GIVEN EXERCISE:
Could you set out every line of the items below as a Markdown table with the columns Row and Line, numbering the rows, skipping blank lines, and leaving the pictures out?
=== RECORD EXTRACTS ===
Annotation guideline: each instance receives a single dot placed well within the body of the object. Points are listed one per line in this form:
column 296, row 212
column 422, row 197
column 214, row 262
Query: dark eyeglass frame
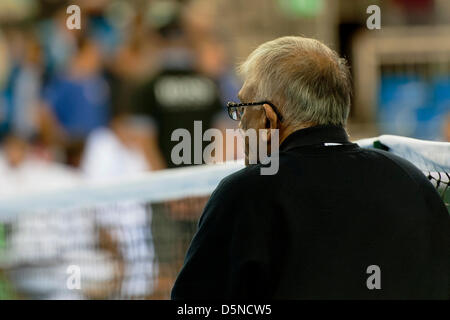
column 233, row 108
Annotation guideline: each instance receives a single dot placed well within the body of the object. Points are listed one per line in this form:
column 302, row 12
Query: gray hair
column 308, row 79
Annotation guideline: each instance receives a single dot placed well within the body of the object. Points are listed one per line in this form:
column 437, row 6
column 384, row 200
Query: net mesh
column 433, row 158
column 127, row 239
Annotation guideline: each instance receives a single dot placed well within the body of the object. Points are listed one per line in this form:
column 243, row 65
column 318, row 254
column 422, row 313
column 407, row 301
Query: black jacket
column 312, row 230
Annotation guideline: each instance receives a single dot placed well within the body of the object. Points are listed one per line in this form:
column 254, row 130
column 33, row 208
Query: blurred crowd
column 98, row 103
column 104, row 100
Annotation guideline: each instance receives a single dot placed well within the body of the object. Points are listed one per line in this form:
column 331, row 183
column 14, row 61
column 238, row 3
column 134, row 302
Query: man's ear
column 271, row 119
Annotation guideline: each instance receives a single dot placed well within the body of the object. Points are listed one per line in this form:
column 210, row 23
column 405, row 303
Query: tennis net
column 126, row 239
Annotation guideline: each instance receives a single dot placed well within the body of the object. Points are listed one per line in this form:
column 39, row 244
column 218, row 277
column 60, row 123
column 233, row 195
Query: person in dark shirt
column 178, row 94
column 336, row 221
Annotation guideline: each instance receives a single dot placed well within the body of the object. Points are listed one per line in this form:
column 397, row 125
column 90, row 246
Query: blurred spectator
column 25, row 90
column 22, row 172
column 114, row 152
column 179, row 93
column 79, row 97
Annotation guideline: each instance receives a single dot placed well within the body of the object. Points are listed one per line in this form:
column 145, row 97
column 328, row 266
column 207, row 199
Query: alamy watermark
column 259, row 148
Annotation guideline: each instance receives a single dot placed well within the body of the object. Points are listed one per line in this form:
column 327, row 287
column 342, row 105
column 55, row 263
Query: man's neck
column 286, row 132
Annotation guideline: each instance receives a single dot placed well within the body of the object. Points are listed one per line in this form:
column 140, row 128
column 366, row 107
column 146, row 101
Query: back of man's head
column 309, row 81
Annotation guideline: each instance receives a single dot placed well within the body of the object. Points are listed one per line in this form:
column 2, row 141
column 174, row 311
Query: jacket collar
column 317, row 135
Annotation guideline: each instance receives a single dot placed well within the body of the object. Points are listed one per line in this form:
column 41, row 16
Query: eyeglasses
column 236, row 110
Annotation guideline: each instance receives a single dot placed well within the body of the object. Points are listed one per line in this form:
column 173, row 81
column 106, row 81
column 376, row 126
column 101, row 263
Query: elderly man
column 336, row 221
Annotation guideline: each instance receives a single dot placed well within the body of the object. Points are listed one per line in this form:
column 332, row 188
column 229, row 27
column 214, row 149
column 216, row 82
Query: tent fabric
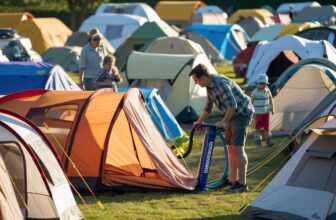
column 177, row 12
column 304, row 188
column 109, row 136
column 174, row 45
column 320, row 33
column 140, row 39
column 67, row 57
column 139, row 9
column 160, row 114
column 115, row 27
column 325, row 14
column 266, row 52
column 32, row 164
column 295, row 6
column 170, row 75
column 19, row 76
column 13, row 19
column 44, row 33
column 307, row 83
column 228, row 39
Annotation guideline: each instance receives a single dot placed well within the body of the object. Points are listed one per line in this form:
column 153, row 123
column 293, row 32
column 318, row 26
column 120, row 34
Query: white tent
column 297, row 6
column 169, row 73
column 139, row 9
column 266, row 52
column 116, row 28
column 305, row 187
===
THE RESPONSE:
| Row | Line |
|---|---|
| 1 | Annotation guideline: each instance receives a single dot placed well within the body of the object. Points are listed one per line in this form: |
| 2 | column 296, row 212 |
| 3 | column 422, row 197 |
| 4 | column 214, row 262 |
| 5 | Query: dark eyeglass frame |
| 6 | column 233, row 108 |
| 7 | Annotation guideline: each instance receives a single dot placed well within the body of the object. Points are listed one per line in this form: |
| 8 | column 302, row 12 |
| 9 | Query: gray hair |
| 10 | column 308, row 79 |
| 11 | Annotation guideline: each instance receives a single dot placed well within the body of the object. Points are listed one per line in this form: |
| 12 | column 437, row 6 |
| 13 | column 384, row 200 |
| 14 | Query: net mesh |
| 15 | column 433, row 158 |
| 16 | column 127, row 239 |
| 17 | Annotation guideline: each instance receives a single dot placed well within the body of the object. Points are listed one per line in this form: |
| 18 | column 243, row 65 |
| 19 | column 318, row 254 |
| 20 | column 422, row 313 |
| 21 | column 407, row 301 |
| 22 | Query: black jacket |
| 23 | column 312, row 230 |
| 24 | Annotation guideline: each instance receives a single dot placed well within the body of the object. Points are listed one per line in this form: |
| 25 | column 254, row 130 |
| 26 | column 33, row 208 |
| 27 | Query: blurred crowd |
| 28 | column 98, row 103 |
| 29 | column 104, row 100 |
| 30 | Annotation guideline: each instance receives a single dot placed well within the body of the object. Points are listed one per line in this form: |
| 31 | column 331, row 183 |
| 32 | column 14, row 61 |
| 33 | column 238, row 3 |
| 34 | column 134, row 302 |
| 35 | Query: man's ear |
| 36 | column 271, row 119 |
| 37 | Annotation guideline: each instance receives a single dot placed well within the body of the object. Points are listed one per line in this form: |
| 38 | column 210, row 23 |
| 39 | column 405, row 303 |
| 40 | Query: tennis net |
| 41 | column 126, row 239 |
| 42 | Annotation guideline: each instance receives a single dot placed well within the body of the object. Points are listed one per line in this form: |
| 43 | column 39, row 244 |
| 44 | column 218, row 277 |
| 45 | column 60, row 123 |
| 46 | column 233, row 195 |
| 47 | Query: person in dark shirt |
| 48 | column 178, row 94 |
| 49 | column 336, row 221 |
| 50 | Annotation guideline: each instance receives a single dot placed well within the body of the object. Points are listed one per line in this form: |
| 51 | column 397, row 125 |
| 52 | column 90, row 246 |
| 53 | Query: blurred spectator |
| 54 | column 25, row 90 |
| 55 | column 22, row 172 |
| 56 | column 114, row 152 |
| 57 | column 179, row 93 |
| 58 | column 79, row 97 |
| 59 | Annotation guideline: each instance receives a single dot placed well within the body of the object. Points are listed one per line in this form: |
| 60 | column 145, row 97 |
| 61 | column 328, row 266 |
| 62 | column 207, row 199 |
| 63 | Query: alamy watermark |
| 64 | column 259, row 148 |
| 65 | Annotation guideline: each instance receives a single dot placed well within the body of the object. Points are listed one per line in this form: |
| 66 | column 327, row 287 |
| 67 | column 342, row 105 |
| 68 | column 55, row 263 |
| 69 | Query: man's neck |
| 70 | column 286, row 132 |
| 71 | Annotation guideline: each instance receives a single dot placed well within the body of the object. Points are listed one per line in this form: |
| 72 | column 140, row 128 |
| 73 | column 366, row 107 |
| 74 | column 146, row 101 |
| 75 | Query: back of man's head |
| 76 | column 309, row 81 |
| 77 | Annotation guideline: each instance receives a single dot placed well within the body of the object. Points are listed one per line in this form: |
| 78 | column 2, row 141 |
| 79 | column 174, row 311 |
| 80 | Query: jacket collar |
| 81 | column 317, row 135 |
| 82 | Annotation guideline: each instance receives a single dot placed well within the body of the object. Points are listed one per line in this form: |
| 83 | column 41, row 16 |
| 84 | Query: eyeglasses |
| 85 | column 236, row 110 |
| 86 | Annotation guideline: each instance receives a single dot placed well within the body of the object. Points are listed one per line in this form: |
| 87 | column 173, row 81 |
| 88 | column 106, row 81 |
| 89 | column 376, row 126 |
| 90 | column 101, row 263 |
| 91 | Query: elderly man |
| 92 | column 336, row 221 |
| 93 | Annotation guideline: each instance receives a single dot placed well within the body of the object. Points are listed one per line in this form: |
| 94 | column 332, row 188 |
| 95 | column 229, row 27 |
| 96 | column 214, row 149 |
| 97 | column 216, row 82 |
| 98 | Query: tent fabric |
| 99 | column 177, row 12 |
| 100 | column 304, row 188 |
| 101 | column 109, row 136 |
| 102 | column 174, row 45 |
| 103 | column 320, row 33 |
| 104 | column 140, row 39 |
| 105 | column 67, row 57 |
| 106 | column 139, row 9 |
| 107 | column 160, row 114 |
| 108 | column 115, row 27 |
| 109 | column 325, row 14 |
| 110 | column 266, row 52 |
| 111 | column 32, row 164 |
| 112 | column 295, row 6 |
| 113 | column 170, row 75 |
| 114 | column 19, row 76 |
| 115 | column 13, row 19 |
| 116 | column 44, row 33 |
| 117 | column 307, row 83 |
| 118 | column 228, row 39 |
| 119 | Annotation guideline: each instance receives a single dot placed well within the body of the object. Points are listed one per line in this form: |
| 120 | column 153, row 123 |
| 121 | column 293, row 32 |
| 122 | column 318, row 26 |
| 123 | column 120, row 34 |
| 124 | Query: white tent |
| 125 | column 297, row 6 |
| 126 | column 169, row 73 |
| 127 | column 139, row 9 |
| 128 | column 266, row 52 |
| 129 | column 116, row 28 |
| 130 | column 305, row 187 |